JOB> Which lines in the data below contain the string "dark"? Copy each of those lines in full, treating uppercase and lowercase as different.

EXTRACTED MATERIAL>
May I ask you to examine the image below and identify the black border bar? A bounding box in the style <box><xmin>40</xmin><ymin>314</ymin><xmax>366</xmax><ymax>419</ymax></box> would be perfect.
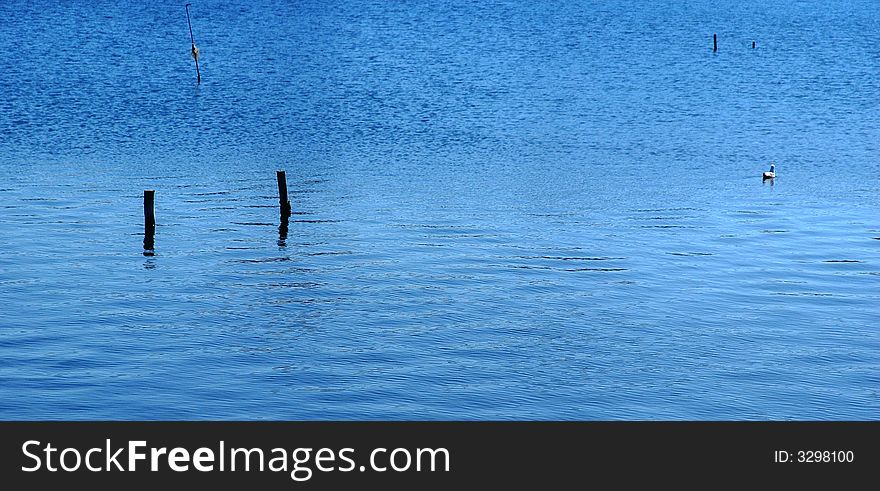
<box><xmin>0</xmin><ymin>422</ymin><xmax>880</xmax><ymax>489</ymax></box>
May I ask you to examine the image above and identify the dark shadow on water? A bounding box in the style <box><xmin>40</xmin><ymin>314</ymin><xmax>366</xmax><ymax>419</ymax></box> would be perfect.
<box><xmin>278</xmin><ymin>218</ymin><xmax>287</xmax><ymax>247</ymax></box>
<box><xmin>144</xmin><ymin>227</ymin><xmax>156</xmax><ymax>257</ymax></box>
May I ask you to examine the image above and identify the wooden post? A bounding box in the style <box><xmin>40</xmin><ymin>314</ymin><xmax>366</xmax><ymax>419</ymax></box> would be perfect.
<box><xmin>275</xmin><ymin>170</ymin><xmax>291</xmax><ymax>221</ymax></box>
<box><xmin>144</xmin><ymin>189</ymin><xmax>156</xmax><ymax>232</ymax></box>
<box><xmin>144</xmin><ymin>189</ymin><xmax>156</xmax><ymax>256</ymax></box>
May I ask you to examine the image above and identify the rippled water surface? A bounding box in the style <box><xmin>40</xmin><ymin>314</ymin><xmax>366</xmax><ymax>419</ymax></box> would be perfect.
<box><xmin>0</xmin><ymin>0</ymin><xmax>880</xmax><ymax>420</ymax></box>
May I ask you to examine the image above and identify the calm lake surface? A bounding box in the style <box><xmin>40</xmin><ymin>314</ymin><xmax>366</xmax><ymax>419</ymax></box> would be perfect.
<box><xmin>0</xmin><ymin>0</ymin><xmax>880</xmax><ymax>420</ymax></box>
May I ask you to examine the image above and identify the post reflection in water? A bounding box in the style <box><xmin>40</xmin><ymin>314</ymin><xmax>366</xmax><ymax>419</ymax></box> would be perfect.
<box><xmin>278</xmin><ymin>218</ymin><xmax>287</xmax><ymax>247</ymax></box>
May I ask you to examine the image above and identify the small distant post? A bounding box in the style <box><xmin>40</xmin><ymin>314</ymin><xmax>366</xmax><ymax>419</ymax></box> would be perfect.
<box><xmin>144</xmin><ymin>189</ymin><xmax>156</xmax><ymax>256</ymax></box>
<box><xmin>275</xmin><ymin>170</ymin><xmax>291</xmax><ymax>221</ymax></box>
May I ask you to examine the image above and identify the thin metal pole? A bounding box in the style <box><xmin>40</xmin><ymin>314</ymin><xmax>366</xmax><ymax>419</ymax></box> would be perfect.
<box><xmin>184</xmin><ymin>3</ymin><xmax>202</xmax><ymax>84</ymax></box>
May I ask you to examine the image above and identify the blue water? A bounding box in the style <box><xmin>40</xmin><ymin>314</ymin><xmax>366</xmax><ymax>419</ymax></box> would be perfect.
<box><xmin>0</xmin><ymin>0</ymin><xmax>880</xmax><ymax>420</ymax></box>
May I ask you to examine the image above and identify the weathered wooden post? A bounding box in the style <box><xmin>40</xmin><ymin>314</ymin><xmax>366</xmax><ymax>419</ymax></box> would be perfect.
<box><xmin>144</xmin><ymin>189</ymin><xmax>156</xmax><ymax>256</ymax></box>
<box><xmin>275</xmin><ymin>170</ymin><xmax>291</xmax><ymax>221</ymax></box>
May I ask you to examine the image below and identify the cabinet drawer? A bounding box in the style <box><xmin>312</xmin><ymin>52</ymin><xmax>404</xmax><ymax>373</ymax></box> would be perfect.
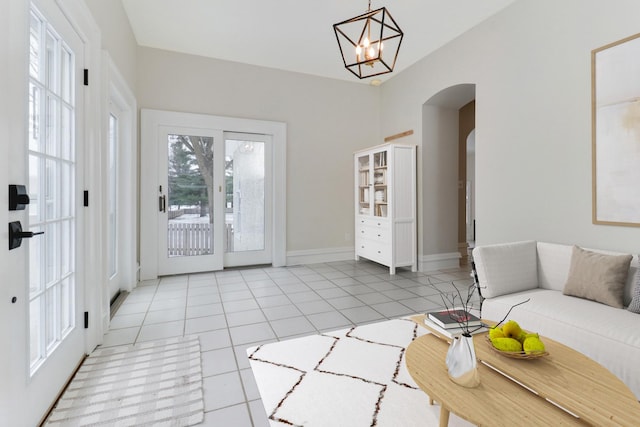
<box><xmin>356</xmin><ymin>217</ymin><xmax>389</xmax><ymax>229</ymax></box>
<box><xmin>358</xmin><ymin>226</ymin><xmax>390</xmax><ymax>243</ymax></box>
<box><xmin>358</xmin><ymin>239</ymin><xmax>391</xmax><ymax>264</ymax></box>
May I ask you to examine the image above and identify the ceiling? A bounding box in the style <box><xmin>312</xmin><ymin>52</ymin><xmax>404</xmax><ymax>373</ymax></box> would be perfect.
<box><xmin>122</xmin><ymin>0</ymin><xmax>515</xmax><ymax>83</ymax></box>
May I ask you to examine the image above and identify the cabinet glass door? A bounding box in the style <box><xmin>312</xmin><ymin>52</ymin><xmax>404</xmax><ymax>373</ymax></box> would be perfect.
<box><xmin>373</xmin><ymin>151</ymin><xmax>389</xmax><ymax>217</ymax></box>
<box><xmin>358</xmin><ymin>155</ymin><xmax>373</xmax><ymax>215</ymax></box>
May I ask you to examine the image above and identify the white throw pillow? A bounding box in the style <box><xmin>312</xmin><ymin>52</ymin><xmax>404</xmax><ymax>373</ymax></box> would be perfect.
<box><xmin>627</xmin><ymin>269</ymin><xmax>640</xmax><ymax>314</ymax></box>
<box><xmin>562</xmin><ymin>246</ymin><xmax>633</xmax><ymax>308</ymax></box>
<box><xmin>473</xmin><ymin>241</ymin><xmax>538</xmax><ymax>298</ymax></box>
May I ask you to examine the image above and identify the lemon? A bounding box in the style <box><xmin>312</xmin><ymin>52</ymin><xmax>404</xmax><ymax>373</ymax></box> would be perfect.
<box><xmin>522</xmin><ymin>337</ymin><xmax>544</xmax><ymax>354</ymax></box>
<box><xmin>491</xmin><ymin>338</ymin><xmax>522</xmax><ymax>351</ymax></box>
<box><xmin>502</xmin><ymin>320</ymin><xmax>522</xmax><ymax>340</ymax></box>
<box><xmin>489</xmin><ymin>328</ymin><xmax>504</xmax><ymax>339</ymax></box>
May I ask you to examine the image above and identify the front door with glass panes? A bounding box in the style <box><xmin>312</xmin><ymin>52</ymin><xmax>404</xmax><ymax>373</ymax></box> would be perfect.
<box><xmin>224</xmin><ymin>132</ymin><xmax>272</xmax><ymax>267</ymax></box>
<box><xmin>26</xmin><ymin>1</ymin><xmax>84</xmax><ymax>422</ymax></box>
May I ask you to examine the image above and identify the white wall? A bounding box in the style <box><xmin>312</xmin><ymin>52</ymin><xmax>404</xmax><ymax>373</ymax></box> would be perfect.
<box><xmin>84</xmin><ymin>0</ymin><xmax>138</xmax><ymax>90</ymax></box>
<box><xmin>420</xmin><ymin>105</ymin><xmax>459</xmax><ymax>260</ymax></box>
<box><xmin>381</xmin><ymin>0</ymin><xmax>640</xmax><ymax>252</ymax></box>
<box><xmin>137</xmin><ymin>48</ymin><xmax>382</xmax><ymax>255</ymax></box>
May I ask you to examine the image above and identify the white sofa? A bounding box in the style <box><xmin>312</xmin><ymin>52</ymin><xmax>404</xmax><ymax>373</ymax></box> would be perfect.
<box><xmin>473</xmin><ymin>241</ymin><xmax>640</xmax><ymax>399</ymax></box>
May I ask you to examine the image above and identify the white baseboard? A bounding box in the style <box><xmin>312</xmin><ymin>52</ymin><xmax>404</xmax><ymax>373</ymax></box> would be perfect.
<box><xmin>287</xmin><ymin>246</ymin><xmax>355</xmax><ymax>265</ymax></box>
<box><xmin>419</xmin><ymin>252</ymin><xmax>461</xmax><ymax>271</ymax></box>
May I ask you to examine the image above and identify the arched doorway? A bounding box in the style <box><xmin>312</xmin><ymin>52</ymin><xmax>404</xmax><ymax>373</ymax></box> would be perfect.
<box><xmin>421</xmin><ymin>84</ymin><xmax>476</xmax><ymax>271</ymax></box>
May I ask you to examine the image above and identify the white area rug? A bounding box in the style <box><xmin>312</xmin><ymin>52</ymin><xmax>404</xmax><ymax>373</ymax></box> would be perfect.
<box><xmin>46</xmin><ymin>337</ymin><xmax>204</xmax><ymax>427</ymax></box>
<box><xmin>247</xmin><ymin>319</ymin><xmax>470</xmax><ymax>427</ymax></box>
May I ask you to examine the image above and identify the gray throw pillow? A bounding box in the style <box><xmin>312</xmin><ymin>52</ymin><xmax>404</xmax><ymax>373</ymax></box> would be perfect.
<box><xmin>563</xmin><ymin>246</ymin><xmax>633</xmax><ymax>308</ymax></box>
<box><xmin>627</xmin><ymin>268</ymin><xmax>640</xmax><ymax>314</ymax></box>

==

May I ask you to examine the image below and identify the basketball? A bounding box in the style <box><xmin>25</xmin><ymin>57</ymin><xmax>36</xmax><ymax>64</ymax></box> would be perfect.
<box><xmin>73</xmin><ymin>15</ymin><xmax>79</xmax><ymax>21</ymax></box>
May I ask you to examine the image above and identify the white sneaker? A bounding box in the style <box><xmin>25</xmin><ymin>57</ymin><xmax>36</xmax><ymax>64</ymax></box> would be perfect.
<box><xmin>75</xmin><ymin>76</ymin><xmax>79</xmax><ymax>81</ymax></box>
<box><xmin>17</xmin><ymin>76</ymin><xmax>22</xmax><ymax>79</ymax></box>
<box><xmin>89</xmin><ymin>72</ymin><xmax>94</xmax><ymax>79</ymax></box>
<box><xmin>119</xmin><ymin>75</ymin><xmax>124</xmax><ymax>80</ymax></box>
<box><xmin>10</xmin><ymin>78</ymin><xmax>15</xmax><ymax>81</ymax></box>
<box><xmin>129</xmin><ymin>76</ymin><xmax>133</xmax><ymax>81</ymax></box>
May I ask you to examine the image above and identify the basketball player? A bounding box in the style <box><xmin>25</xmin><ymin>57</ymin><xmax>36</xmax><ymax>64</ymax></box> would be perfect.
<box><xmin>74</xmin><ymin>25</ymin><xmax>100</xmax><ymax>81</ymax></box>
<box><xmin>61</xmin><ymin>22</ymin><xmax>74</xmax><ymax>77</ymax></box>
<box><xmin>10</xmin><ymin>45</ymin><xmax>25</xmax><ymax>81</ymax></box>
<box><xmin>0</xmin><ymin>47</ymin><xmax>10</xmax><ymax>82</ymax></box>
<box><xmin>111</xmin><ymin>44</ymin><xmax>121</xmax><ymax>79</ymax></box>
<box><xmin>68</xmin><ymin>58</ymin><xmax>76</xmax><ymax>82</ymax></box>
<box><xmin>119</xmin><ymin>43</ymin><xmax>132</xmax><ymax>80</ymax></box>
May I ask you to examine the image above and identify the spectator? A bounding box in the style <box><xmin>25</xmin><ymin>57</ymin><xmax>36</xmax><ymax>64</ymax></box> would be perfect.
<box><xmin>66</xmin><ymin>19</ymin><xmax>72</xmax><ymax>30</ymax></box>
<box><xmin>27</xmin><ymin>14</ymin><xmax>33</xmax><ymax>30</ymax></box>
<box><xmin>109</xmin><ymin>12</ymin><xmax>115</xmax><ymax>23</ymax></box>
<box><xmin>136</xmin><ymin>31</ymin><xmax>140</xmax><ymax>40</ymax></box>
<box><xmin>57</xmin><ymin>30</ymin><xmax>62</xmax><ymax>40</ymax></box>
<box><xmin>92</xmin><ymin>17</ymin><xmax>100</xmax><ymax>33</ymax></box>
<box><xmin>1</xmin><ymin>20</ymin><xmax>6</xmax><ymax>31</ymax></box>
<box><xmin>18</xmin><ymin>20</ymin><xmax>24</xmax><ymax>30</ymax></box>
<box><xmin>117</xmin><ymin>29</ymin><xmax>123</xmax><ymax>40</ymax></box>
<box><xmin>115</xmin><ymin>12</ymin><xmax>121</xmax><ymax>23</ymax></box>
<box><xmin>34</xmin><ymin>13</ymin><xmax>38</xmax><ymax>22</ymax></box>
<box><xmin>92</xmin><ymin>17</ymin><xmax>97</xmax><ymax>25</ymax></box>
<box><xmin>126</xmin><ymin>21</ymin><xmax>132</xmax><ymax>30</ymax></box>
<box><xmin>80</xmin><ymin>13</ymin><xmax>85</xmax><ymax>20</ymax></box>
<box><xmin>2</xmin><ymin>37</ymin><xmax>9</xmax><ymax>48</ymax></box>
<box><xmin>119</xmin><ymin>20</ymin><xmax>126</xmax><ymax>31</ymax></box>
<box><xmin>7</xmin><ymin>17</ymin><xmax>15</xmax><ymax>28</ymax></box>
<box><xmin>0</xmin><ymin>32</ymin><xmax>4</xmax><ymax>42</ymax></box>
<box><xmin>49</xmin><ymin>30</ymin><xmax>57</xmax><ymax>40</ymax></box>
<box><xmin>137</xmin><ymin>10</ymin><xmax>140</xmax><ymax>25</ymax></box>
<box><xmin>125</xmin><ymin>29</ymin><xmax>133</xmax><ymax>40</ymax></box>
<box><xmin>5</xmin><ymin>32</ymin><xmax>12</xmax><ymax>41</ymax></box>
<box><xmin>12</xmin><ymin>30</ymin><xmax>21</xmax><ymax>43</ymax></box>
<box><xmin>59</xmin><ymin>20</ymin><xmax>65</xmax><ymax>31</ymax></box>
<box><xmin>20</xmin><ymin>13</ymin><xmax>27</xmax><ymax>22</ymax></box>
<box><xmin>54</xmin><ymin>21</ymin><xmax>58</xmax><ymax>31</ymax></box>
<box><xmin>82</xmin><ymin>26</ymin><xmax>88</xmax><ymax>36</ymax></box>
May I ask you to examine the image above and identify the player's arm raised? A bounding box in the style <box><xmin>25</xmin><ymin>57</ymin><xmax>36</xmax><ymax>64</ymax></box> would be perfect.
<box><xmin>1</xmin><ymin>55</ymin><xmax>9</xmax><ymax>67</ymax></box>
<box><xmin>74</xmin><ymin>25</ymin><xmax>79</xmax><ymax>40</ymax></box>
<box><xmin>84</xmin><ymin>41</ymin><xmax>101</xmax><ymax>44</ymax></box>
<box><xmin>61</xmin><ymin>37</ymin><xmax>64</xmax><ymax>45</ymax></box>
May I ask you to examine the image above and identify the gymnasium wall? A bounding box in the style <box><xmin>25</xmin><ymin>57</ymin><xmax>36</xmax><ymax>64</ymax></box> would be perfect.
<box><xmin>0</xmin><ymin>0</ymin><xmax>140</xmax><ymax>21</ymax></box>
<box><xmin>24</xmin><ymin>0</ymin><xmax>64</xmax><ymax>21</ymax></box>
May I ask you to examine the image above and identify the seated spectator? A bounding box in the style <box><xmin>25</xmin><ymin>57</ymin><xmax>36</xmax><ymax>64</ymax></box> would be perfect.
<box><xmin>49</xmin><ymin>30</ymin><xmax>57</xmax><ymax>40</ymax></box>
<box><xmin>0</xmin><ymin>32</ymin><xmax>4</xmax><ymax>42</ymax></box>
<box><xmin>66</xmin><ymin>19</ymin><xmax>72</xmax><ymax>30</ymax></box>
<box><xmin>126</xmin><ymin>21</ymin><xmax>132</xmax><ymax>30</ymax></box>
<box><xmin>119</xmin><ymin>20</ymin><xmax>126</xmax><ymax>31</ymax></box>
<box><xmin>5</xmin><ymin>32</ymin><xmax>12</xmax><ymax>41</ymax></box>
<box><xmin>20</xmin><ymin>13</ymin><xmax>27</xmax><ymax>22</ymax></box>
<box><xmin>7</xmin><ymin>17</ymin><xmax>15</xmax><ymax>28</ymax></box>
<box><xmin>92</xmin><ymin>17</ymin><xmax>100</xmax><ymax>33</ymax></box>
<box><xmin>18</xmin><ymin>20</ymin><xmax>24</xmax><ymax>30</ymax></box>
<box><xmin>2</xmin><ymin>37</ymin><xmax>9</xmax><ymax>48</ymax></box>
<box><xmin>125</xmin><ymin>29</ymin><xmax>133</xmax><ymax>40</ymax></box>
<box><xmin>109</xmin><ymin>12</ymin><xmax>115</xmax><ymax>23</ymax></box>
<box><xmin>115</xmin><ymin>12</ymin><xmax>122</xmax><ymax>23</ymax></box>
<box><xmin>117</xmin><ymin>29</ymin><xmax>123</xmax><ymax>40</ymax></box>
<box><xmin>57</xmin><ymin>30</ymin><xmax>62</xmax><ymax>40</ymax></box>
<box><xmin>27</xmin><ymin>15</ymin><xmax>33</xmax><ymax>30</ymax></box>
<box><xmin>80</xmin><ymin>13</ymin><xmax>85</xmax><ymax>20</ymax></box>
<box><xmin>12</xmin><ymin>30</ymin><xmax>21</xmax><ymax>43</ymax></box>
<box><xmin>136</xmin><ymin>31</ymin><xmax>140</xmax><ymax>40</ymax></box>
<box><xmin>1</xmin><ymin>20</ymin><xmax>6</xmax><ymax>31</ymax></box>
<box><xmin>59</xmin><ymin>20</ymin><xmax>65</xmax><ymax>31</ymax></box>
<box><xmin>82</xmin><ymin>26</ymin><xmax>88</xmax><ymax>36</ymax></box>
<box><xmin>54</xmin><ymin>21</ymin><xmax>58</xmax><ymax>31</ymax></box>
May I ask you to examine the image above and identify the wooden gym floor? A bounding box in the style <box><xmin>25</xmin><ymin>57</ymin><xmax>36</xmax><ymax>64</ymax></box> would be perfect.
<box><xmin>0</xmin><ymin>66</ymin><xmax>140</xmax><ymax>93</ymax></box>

* * *

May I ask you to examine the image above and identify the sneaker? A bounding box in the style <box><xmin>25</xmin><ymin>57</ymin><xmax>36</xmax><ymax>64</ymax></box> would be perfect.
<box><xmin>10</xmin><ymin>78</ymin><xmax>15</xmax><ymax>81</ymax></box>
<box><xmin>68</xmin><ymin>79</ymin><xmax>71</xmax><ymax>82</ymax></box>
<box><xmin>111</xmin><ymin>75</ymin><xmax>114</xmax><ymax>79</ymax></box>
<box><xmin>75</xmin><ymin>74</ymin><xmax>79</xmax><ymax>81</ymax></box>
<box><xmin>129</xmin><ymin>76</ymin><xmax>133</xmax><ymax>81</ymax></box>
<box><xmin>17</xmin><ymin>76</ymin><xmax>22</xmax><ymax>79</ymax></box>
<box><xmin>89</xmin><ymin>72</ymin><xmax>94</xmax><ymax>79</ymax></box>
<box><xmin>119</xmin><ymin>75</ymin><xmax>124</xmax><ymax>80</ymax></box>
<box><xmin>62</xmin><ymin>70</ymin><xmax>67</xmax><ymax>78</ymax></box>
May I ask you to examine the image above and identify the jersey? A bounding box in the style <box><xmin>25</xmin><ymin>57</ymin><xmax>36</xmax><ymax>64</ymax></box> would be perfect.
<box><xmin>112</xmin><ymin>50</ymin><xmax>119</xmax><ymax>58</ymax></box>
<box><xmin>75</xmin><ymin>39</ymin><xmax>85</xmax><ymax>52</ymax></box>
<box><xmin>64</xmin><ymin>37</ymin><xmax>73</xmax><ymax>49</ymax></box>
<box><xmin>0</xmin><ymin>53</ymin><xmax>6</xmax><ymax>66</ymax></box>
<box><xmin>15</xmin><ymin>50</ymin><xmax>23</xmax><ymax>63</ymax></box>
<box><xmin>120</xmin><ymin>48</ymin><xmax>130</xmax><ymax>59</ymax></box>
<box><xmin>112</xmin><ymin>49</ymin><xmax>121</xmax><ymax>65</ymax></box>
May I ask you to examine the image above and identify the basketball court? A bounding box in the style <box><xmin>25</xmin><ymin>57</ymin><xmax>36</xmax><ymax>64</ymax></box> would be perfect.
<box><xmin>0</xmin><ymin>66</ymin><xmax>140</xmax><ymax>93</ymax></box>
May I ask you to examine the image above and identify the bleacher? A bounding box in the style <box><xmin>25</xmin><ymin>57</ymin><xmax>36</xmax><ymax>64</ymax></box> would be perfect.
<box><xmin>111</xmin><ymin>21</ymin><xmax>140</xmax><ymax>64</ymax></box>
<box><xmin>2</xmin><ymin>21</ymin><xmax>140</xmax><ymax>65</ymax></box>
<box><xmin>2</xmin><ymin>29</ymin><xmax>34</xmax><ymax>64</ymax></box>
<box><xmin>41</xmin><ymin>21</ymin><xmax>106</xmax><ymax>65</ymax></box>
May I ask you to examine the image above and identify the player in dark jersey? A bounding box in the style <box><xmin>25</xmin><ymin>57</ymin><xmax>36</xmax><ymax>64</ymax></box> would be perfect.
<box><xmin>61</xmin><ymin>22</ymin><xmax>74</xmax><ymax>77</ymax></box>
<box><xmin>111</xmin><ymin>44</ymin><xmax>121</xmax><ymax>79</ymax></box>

SOLUTION FOR THIS PROBLEM>
May I ask you to examine the image above and identify the dark shadow on water? A bounding box in the style <box><xmin>40</xmin><ymin>314</ymin><xmax>366</xmax><ymax>419</ymax></box> would be perfect.
May I ask you to examine the image above and identify the player in dark jersey? A bounding box in the style <box><xmin>25</xmin><ymin>57</ymin><xmax>36</xmax><ymax>64</ymax></box> would be perfect.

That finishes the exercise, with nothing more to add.